• _Aim_
Put the items below into a numbered list, starting at the line that contains "For the site audit, find each instance of the woman" and ending at the line that contains "(1141, 278)". Include only those lines, both ends included, and leave out blank lines.

____________________

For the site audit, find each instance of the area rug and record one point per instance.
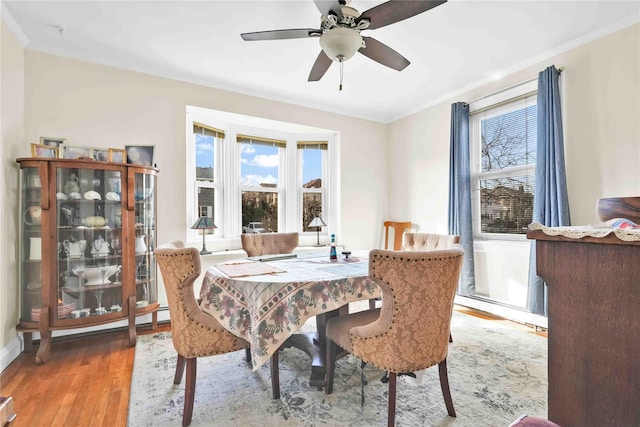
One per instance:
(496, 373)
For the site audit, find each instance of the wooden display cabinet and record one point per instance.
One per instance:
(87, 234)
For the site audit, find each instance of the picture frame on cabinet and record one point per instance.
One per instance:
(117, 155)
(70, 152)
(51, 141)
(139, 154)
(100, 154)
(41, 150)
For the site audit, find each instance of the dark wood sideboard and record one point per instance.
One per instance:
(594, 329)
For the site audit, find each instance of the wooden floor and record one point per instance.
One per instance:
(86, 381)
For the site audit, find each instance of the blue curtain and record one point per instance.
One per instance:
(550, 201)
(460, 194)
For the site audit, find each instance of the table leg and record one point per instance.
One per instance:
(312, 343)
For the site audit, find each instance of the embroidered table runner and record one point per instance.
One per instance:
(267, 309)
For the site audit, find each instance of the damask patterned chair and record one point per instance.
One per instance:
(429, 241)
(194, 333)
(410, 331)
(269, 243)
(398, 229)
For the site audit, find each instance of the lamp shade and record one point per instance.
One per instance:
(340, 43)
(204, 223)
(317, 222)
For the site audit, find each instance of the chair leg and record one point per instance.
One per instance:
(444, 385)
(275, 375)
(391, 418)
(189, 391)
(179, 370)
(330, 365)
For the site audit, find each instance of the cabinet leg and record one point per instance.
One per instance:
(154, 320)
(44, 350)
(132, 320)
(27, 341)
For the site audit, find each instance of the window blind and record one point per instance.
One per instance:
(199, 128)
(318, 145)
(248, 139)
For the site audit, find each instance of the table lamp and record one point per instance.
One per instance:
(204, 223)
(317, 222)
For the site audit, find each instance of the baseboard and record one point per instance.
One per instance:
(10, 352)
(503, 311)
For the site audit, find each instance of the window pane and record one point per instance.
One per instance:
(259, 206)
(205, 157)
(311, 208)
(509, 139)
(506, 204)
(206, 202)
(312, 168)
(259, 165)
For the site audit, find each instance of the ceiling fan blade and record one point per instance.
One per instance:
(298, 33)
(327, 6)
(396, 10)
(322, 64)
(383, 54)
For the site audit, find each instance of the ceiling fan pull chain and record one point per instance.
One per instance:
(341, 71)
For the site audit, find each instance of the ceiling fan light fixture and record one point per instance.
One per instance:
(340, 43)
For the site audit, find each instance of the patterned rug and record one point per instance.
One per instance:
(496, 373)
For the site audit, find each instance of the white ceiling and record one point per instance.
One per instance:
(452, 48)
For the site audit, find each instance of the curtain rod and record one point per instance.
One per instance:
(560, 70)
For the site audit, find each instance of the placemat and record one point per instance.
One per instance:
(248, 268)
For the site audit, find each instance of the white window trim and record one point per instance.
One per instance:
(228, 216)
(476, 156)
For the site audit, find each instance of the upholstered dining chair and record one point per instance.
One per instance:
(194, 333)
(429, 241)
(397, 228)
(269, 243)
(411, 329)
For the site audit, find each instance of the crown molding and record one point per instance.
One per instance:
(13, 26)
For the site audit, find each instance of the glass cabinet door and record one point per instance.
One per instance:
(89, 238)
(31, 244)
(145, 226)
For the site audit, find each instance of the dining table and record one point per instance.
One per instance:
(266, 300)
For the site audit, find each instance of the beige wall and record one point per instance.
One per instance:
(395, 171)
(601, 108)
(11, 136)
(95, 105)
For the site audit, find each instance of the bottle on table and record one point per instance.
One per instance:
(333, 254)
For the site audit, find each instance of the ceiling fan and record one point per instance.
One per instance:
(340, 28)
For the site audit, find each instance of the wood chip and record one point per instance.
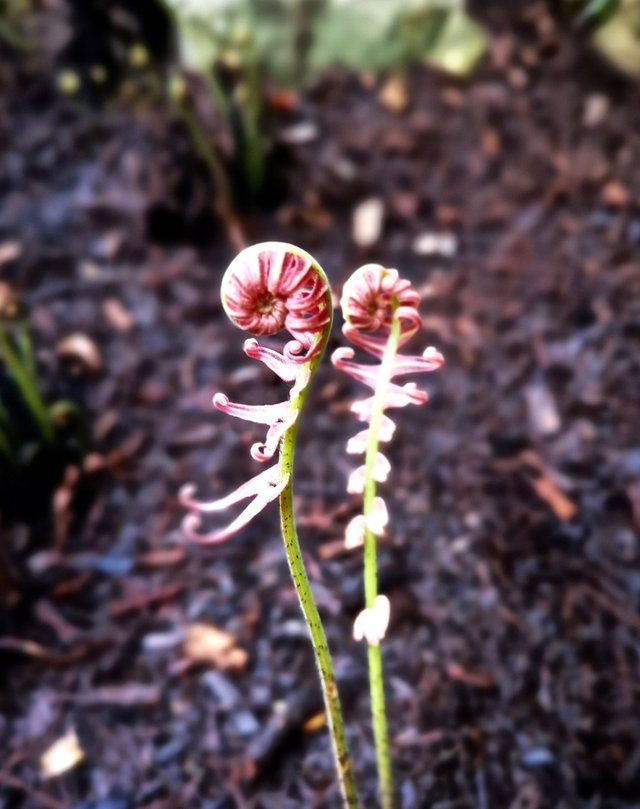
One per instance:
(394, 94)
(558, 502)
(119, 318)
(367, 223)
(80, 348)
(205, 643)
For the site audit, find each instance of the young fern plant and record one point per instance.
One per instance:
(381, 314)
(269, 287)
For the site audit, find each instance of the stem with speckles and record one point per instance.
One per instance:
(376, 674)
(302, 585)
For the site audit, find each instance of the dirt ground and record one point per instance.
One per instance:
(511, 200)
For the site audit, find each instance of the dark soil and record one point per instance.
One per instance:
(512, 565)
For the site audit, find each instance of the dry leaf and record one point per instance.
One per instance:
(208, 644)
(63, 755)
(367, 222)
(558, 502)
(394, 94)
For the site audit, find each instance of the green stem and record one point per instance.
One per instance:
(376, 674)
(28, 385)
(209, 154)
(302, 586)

____________________

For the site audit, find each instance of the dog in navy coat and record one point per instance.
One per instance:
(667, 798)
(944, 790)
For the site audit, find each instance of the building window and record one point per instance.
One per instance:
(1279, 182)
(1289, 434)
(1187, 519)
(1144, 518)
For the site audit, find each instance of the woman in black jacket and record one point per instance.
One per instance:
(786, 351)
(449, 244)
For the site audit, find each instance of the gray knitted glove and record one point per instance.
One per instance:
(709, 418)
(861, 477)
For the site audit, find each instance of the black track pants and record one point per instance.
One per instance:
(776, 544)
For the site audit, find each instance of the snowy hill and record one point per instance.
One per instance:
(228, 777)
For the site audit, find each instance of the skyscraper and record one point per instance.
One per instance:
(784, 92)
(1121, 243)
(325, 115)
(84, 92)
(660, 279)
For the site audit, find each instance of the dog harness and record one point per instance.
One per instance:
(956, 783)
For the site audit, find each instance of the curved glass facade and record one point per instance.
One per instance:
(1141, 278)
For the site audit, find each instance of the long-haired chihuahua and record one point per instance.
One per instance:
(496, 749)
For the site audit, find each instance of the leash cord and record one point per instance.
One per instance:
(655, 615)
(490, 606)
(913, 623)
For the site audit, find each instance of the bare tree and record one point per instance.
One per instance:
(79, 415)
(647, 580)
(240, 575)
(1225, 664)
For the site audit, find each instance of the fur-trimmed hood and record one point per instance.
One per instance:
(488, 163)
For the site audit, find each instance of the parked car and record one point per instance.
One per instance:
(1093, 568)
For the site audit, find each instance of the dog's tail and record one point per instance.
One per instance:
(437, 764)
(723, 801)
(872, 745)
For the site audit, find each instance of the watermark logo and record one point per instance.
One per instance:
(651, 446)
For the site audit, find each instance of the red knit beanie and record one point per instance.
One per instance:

____________________

• _Reply_
1. For the site audit, find each instance of the woman in black jacket and record one point per instance.
2. One per instance:
3. (786, 351)
4. (449, 244)
5. For the site audit, find each instance of the gray knitted glove and record one point per instance.
6. One per instance:
7. (709, 418)
8. (861, 477)
9. For the site audit, find each instance of the black track pants and record one point per instance.
10. One per instance:
11. (776, 544)
12. For the site audit, find each instance of the snowy hill and record one point per instance.
13. One per instance:
14. (228, 777)
15. For the site audit, find each instance of the skyscraper and record one point per instance.
16. One per instance:
17. (784, 92)
18. (1121, 243)
19. (325, 115)
20. (84, 92)
21. (660, 279)
22. For the site audit, find each instance of the dog harness and record one point per instance.
23. One per instance:
24. (956, 783)
25. For the site audit, find each instance of the curved glass facade and record one point per instance.
26. One per instance:
27. (1141, 278)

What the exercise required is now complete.